## Text segment
Around Valentine's Day, no-one wants to think their partner may be thinking of someone else. However, research suggests that modern monogamous relationships have never been more likely to see one or both partners stray from home, with some statistics showing over 50% of people are likely to commit at least one act of infidelity in their lifetime.
Affairs are rarely about the wronged person in a relationship, and are almost always the product of low self-esteem in the adulterer. This means that if both partners maintain good self-esteem, and strong and consistent communication and support to the other they can protect their relationship as best possible.
However, there are clear questions to ask yourself to assess if your partner is in the downward spiral that leads to infidelity.
Does your partner recognise and respond to your emotional state?
This is a critical question that underpins many poor communication practices within relationships - after all if someone cannot even see how you are feeling, how can they begin to understand your needs, and respond accordingly.
Your partner is empathic and emotionally available, meaning they are statistically less likely to cause pain to you, and more likely to be honest.
Your partner is not able to support you in the way you need, so talk openly and without judgment about this, or face the likelihood of more pain in future.
Does your partner come from a loving background?
People are the product of their environments, and even those who appear resistant to outside stimuli are still strongly impacted by their developmental years. This means that simply by considering, and crucially not judging, our partner's family upbringing then we can understand how key role models in their life have imparted wisdom, self-esteem and morality.
Your partner is statistically likely to reflect the values of their family upbringing, meaning they are likely to hold honesty and trust in high regard, making them far less likely to go behind your back.

## Entries shown

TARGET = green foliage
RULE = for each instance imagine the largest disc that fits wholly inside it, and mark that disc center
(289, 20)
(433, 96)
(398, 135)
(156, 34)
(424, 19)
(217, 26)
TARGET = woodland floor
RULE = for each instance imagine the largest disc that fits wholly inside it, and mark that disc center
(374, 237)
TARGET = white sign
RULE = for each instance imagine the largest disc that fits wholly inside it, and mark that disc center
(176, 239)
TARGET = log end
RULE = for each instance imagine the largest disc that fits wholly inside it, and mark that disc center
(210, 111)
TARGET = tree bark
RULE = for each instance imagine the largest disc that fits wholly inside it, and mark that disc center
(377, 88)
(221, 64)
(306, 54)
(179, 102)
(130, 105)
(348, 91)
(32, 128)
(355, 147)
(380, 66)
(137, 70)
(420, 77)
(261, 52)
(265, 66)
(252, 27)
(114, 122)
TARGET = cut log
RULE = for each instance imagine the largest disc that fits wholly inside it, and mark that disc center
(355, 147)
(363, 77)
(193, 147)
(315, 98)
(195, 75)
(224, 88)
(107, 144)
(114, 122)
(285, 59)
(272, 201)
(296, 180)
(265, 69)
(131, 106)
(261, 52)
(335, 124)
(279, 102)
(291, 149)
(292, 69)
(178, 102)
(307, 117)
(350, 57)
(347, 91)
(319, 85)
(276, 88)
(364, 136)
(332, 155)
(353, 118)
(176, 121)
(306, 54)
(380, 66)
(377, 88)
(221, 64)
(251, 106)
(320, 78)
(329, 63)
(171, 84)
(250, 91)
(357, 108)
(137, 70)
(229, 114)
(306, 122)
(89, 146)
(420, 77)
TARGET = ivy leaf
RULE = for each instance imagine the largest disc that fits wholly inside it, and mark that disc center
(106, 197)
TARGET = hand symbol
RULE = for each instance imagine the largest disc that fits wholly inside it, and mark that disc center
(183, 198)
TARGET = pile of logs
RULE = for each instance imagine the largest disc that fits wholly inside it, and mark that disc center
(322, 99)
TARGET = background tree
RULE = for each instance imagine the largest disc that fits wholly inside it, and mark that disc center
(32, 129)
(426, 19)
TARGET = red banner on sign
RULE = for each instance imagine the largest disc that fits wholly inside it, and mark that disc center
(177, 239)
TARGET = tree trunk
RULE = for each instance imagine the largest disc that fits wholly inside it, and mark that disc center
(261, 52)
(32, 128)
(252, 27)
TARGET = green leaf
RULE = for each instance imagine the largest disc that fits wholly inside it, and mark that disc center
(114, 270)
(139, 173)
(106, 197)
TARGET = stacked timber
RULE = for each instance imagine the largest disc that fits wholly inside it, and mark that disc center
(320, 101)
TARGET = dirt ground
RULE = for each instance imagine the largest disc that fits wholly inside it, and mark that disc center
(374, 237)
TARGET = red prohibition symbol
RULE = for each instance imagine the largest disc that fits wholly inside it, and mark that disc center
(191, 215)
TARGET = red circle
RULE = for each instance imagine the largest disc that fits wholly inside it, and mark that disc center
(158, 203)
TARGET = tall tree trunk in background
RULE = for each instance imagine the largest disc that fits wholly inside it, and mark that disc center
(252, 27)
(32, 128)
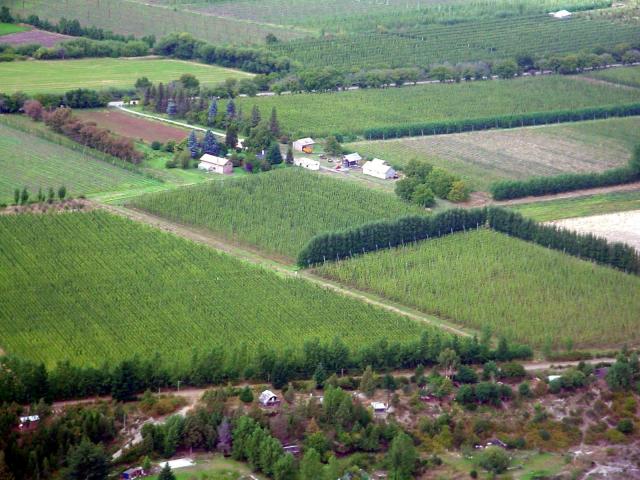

## Activities
1. In the infidelity article, what are affairs almost always the product of?
2. Please write out the stretch of the infidelity article from "Does your partner recognise" through "pain in future.".

## Solution set
1. Low self-esteem in the adulterer.

2.
Does your partner recognise and respond to your emotional state?
This is a critical question that underpins many poor communication practices within relationships - after all if someone cannot even see how you are feeling, how can they begin to understand your needs, and respond accordingly.
Your partner is empathic and emotionally available, meaning they are statistically less likely to cause pain to you, and more likely to be honest.
Your partner is not able to support you in the way you need, so talk openly and without judgment about this, or face the likelihood of more pain in future.